• EXERCISE MATERIAL
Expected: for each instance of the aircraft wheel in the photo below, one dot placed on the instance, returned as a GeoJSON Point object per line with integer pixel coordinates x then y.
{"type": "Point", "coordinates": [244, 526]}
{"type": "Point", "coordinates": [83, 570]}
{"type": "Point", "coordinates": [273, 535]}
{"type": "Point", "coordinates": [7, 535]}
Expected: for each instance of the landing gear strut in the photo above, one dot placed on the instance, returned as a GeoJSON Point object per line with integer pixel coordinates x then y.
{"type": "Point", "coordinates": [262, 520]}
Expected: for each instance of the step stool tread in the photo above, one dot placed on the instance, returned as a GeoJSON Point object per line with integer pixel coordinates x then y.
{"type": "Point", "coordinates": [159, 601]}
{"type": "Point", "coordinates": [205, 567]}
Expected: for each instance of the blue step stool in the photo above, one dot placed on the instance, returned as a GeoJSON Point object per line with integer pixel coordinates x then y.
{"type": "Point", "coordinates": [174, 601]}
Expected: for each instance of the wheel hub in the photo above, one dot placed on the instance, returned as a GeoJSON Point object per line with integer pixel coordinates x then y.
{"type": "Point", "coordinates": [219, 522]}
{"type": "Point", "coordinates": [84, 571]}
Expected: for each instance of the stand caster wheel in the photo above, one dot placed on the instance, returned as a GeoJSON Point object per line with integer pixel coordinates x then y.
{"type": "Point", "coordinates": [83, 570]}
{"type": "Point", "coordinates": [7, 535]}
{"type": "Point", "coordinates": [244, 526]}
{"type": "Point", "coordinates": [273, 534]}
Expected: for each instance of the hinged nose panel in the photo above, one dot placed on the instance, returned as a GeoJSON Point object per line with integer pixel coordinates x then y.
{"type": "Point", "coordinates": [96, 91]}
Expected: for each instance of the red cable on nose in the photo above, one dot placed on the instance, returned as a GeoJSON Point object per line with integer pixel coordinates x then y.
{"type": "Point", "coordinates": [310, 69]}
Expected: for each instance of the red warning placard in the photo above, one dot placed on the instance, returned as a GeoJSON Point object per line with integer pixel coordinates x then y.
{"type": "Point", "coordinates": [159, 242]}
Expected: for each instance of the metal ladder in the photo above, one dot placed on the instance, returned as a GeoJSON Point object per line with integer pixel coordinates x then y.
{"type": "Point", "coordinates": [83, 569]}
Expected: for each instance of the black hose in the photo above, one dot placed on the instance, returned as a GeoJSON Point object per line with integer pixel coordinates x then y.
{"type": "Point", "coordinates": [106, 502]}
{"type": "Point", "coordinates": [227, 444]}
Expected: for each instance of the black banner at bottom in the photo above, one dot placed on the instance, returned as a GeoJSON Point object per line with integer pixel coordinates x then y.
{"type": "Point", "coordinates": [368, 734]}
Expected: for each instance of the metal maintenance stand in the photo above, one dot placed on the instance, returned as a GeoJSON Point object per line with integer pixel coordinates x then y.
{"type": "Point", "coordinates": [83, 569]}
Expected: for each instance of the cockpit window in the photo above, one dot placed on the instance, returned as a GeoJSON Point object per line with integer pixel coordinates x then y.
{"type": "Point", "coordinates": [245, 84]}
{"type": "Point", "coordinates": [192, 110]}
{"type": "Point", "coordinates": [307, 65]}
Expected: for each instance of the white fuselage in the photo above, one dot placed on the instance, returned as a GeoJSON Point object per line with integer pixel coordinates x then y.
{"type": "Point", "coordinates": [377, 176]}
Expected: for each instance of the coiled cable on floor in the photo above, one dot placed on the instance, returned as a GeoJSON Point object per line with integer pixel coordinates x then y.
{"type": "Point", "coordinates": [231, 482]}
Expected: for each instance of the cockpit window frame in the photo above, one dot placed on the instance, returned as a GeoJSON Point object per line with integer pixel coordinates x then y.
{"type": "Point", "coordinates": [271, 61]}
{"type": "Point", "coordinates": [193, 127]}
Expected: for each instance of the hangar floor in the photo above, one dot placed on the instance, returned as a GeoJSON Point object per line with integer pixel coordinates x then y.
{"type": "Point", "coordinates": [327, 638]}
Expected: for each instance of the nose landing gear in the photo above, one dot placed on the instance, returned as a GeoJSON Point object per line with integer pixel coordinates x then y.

• AIM OF THE TASK
Repeat the data above exactly.

• WRITTEN RESPONSE
Expected: for each instance of the aircraft wheel in the photo below, one dot placed on the instance, returned as a GeoJSON Point object per line with integer pixel coordinates x then y.
{"type": "Point", "coordinates": [244, 526]}
{"type": "Point", "coordinates": [83, 570]}
{"type": "Point", "coordinates": [273, 535]}
{"type": "Point", "coordinates": [7, 535]}
Expected: for each instance of the landing gear strut in the photo above, one dot placed on the instance, returned as a GeoJSON Point object per line with integer pixel coordinates x then y.
{"type": "Point", "coordinates": [262, 520]}
Expected: for each instance of the step stool tread in the photo above, one dot placed on the instance, returned as a GeoJSON Point object per line with integer pixel coordinates x then y.
{"type": "Point", "coordinates": [159, 601]}
{"type": "Point", "coordinates": [205, 567]}
Expected: for each instance of the blue step stool in the photo above, one dot placed on the instance, returned as a GeoJSON Point object per line with integer pixel coordinates x then y.
{"type": "Point", "coordinates": [174, 601]}
Expected: for each instance of the wheel hub in the photo above, one dot placed on the instance, returned as a GeoJSON Point object per line with integer pixel coordinates x then y.
{"type": "Point", "coordinates": [219, 522]}
{"type": "Point", "coordinates": [84, 571]}
Expected: for each instance of the stand caster wheel in the photo above, one dot placed on the instance, returned as a GeoJSON Point object per line with integer pixel coordinates x then y.
{"type": "Point", "coordinates": [83, 570]}
{"type": "Point", "coordinates": [7, 535]}
{"type": "Point", "coordinates": [244, 526]}
{"type": "Point", "coordinates": [273, 534]}
Expected: for each instance of the hinged nose panel in the photo above, one dot placed on the instance, returned as a GeoJSON Point object per line with integer pixel coordinates x then y.
{"type": "Point", "coordinates": [96, 91]}
Expected: for each instance of the red cable on nose in the photo above, one dot placed on the instance, returned as a GeoJSON Point object per line with integer pixel coordinates x then y.
{"type": "Point", "coordinates": [310, 69]}
Expected: for each instance of the red warning placard in the photo above, one dot placed on the instance, returned as a GeoJSON Point object per line with integer pixel coordinates x then y.
{"type": "Point", "coordinates": [159, 242]}
Expected: for each instance of the metal ladder in the photo above, one dot placed on the instance, returned as a GeoJSON Point object per line with integer pixel coordinates x then y.
{"type": "Point", "coordinates": [83, 569]}
Expected: for each instance of the black hose in the photo above, one dot placed on the instance, returned as a GeoJSON Point object per line with integer pixel coordinates x then y.
{"type": "Point", "coordinates": [106, 502]}
{"type": "Point", "coordinates": [227, 444]}
Expected: for each instance of the black banner at bottom in the photo above, one dot placed on the instance, returned as a GeoJSON Point object per line with integer pixel coordinates x then y.
{"type": "Point", "coordinates": [368, 734]}
Expected: for each instance of the metal maintenance stand in the photo above, one dot placed on the instance, returned as a GeoJSON Point object per line with integer pixel coordinates x then y.
{"type": "Point", "coordinates": [83, 569]}
Expected: for each instance of the cockpit window in the photo above, one dot placed on the instance, returned as a GeoJSON Point object per line with integer pixel coordinates x then y.
{"type": "Point", "coordinates": [245, 84]}
{"type": "Point", "coordinates": [192, 110]}
{"type": "Point", "coordinates": [307, 65]}
Expected: for each instance of the white fuselage in the photo above, one dot placed on the instance, returned as a GeoJSON Point object per line with integer pixel coordinates x then y.
{"type": "Point", "coordinates": [377, 176]}
Expected: for each instance of the coiled cable on floor in the photo above, one dot placed on the instance, returned as a GeoJSON Point object per line with integer pixel coordinates x then y.
{"type": "Point", "coordinates": [231, 482]}
Expected: for each instance of the cockpit window frame in the photo above, one dot placed on the instance, returned as a GeoJSON Point object per line with integer pixel coordinates x then y.
{"type": "Point", "coordinates": [271, 61]}
{"type": "Point", "coordinates": [193, 127]}
Expected: for each instance of the hangar floor in the photo above, one dot placed on the instance, returned as a GeoJSON Point object per line with integer pixel coordinates x then y.
{"type": "Point", "coordinates": [327, 638]}
Expected: for each instance of the nose landing gear in the photo above, one dot placed on the instance, returned as a GeoJSON Point object per line with integer pixel coordinates x then y.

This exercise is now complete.